● YOUR OBJECTIVE: Repeat, exactly as written, all of the entries, but not their pictures.

Stored data entries
....

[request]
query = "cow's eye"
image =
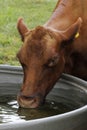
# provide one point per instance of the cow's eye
(52, 62)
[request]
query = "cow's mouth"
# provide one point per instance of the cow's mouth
(28, 102)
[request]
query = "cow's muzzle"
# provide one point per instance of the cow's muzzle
(32, 101)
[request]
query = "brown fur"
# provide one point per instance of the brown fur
(52, 49)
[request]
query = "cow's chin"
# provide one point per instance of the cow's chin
(29, 103)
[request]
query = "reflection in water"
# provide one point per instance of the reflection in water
(10, 112)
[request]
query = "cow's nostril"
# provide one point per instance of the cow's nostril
(28, 97)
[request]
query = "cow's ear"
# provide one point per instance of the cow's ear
(73, 31)
(22, 28)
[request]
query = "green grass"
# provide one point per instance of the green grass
(34, 12)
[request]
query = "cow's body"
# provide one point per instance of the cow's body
(65, 13)
(52, 49)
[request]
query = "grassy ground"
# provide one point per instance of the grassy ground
(34, 12)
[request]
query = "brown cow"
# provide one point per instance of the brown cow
(60, 45)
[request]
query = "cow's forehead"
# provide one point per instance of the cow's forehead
(39, 41)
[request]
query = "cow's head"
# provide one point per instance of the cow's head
(42, 59)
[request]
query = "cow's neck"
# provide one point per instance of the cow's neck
(65, 13)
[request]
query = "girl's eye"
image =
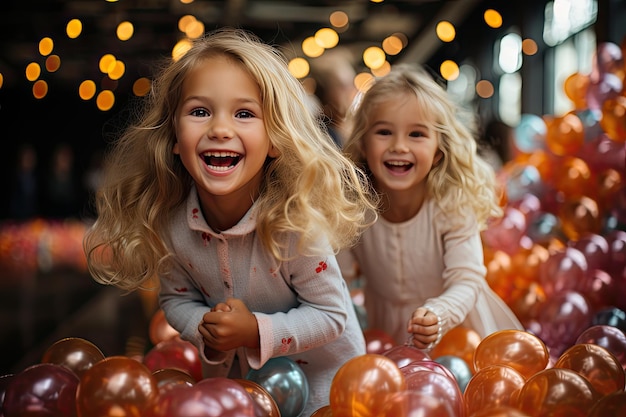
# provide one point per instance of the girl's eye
(199, 112)
(244, 114)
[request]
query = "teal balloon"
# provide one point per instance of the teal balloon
(286, 382)
(530, 133)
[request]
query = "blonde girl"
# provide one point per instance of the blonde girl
(422, 261)
(230, 192)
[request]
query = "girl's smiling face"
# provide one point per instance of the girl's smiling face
(220, 130)
(400, 146)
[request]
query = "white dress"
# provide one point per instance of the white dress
(425, 262)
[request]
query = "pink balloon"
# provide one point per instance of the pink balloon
(43, 389)
(563, 317)
(609, 337)
(402, 355)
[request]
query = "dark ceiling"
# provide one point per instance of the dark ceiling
(23, 23)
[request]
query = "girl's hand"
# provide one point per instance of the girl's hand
(228, 326)
(424, 325)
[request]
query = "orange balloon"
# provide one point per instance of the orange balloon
(492, 386)
(159, 329)
(265, 404)
(597, 364)
(520, 350)
(459, 341)
(324, 411)
(557, 392)
(361, 386)
(116, 386)
(74, 353)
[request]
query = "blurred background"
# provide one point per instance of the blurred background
(71, 71)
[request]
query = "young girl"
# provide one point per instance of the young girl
(422, 261)
(237, 199)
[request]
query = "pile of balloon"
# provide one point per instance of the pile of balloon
(40, 245)
(557, 257)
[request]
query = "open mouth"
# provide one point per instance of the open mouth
(398, 166)
(221, 161)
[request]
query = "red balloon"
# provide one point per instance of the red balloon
(208, 398)
(43, 389)
(116, 385)
(493, 386)
(377, 341)
(175, 353)
(160, 329)
(74, 353)
(557, 392)
(402, 355)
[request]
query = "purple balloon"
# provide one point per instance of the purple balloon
(45, 389)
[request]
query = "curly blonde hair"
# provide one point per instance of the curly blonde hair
(311, 188)
(461, 182)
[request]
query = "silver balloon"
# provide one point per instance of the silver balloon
(458, 367)
(286, 382)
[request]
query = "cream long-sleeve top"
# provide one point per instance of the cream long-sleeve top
(303, 306)
(425, 261)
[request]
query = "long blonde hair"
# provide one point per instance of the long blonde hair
(311, 188)
(462, 182)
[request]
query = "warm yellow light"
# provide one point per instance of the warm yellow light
(74, 28)
(339, 19)
(529, 46)
(449, 70)
(299, 67)
(40, 89)
(33, 71)
(484, 89)
(326, 38)
(142, 86)
(374, 57)
(392, 45)
(493, 18)
(53, 63)
(125, 31)
(105, 100)
(87, 89)
(107, 63)
(311, 48)
(181, 48)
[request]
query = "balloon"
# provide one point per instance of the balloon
(608, 337)
(324, 411)
(159, 329)
(458, 367)
(362, 385)
(404, 354)
(117, 385)
(562, 317)
(377, 341)
(557, 391)
(208, 398)
(175, 353)
(530, 133)
(595, 363)
(492, 386)
(265, 406)
(286, 382)
(414, 403)
(74, 353)
(44, 389)
(611, 405)
(168, 377)
(563, 270)
(522, 351)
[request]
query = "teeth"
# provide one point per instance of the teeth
(222, 154)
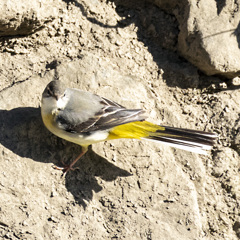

....

● TASK RESPONSE:
[request]
query = "cow's eye"
image =
# provide one point per instance of the cow's eye
(52, 62)
[request]
query = "cow's mouth"
# provide one point per instance of the cow's mouth
(28, 102)
[request]
query = "cow's muzzle"
# provide one point per instance of the cow's muzzle
(32, 101)
[request]
query = "brown fur"
# provide one point per instance of the brown fur
(52, 49)
[request]
query = "cow's chin"
# provide one point per instance of the cow's chin
(29, 103)
[request]
query = "reflection in water"
# provide one point per instance of the reflection in water
(10, 112)
[request]
query = "cow's nostril"
# provide one point per instance of the cow's nostril
(28, 97)
[request]
query = "cow's ear"
# provide one point per instance of the cow's ear
(73, 31)
(22, 28)
[request]
query = "green grass"
# provide one point per instance of the green grass
(34, 12)
[request]
query = "cow's body"
# provide one point per instance of the cow's body
(65, 13)
(52, 49)
[request]
query = "grassy ground"
# provide one point per instance of the grassy ground
(34, 12)
[request]
query = "brown cow"
# provide one point per instance of the brown cow
(60, 45)
[request]
query = "cow's forehead"
# provide one point per instance of the cow's forehead
(39, 41)
[request]
query = "cow's head"
# provide one point per instance of the cow's head
(42, 59)
[request]
query = "cow's neck"
# provide one point per instance of the cow's neck
(65, 13)
[request]
query = "girl's eye"
image =
# provide one point per instance of the girl's eye
(199, 112)
(244, 114)
[request]
query = "teal balloon"
# provide one point per instance of the teal balloon
(286, 382)
(530, 133)
[request]
query = "blonde girl"
# provide one point per instance of the blonde girl
(422, 261)
(230, 192)
[request]
query = "girl's smiling face"
# provide one point per instance of the girl's smiling face
(220, 130)
(400, 146)
[request]
query = "white dress"
# provide one point per instance of the white dress
(425, 262)
[request]
query = "pink balloon"
# provide one point per instance of the pink balloon
(43, 389)
(563, 317)
(609, 337)
(402, 355)
[request]
query = "dark ceiling"
# provide one point per instance of the dark ceiling
(23, 23)
[request]
query = "girl's hand"
# provide one point per instance of the girl's hand
(228, 326)
(424, 325)
[request]
query = "orange balloon"
# provide one point per instance of the orange balloon
(492, 386)
(159, 329)
(265, 404)
(597, 364)
(520, 350)
(459, 341)
(324, 411)
(557, 392)
(361, 386)
(116, 386)
(74, 353)
[request]
query = "blurred background"
# provide one point per instance of the blurred background
(71, 71)
[request]
query = "young girl"
# provide one point per instance of the young girl
(422, 261)
(237, 199)
[request]
query = "pile of balloon"
# provide one point per instance of the pile of balloon
(40, 245)
(557, 257)
[request]
query = "open mouth"
# provide one point per instance of the open mouth
(398, 166)
(221, 161)
[request]
query = "red balloon"
# provide one point per instance of the red balloon
(208, 398)
(43, 389)
(116, 385)
(493, 386)
(377, 341)
(175, 353)
(160, 329)
(74, 353)
(557, 392)
(402, 355)
[request]
query = "purple balloon"
# provide one point per instance of the purple balloon
(45, 389)
[request]
query = "curly blonde hair"
# provide one point per instance of the curly blonde hair
(311, 188)
(461, 182)
[request]
query = "silver balloon"
# provide one point per instance of the silver balloon
(458, 367)
(286, 382)
[request]
query = "cream long-sleeve top"
# provide one point per instance of the cream long-sleeve top
(303, 306)
(425, 261)
[request]
query = "long blonde hair"
# provide one point per instance of the long blonde hair
(311, 188)
(462, 182)
[request]
query = "warm yellow light"
# provide one point per instance of the warm yellow light
(74, 28)
(339, 19)
(529, 46)
(449, 70)
(299, 67)
(40, 89)
(33, 71)
(484, 89)
(326, 38)
(142, 86)
(374, 57)
(392, 45)
(493, 18)
(53, 63)
(125, 31)
(105, 100)
(87, 89)
(107, 63)
(311, 48)
(181, 48)
[request]
query = "balloon"
# provide one point per instance of the balloon
(608, 337)
(324, 411)
(159, 329)
(458, 367)
(362, 385)
(404, 354)
(117, 385)
(562, 317)
(377, 341)
(557, 391)
(208, 398)
(175, 353)
(530, 133)
(595, 363)
(492, 386)
(265, 406)
(286, 382)
(414, 403)
(74, 353)
(44, 389)
(611, 405)
(168, 377)
(563, 270)
(522, 351)
[request]
query = "teeth"
# provide one point per instance of the teeth
(222, 154)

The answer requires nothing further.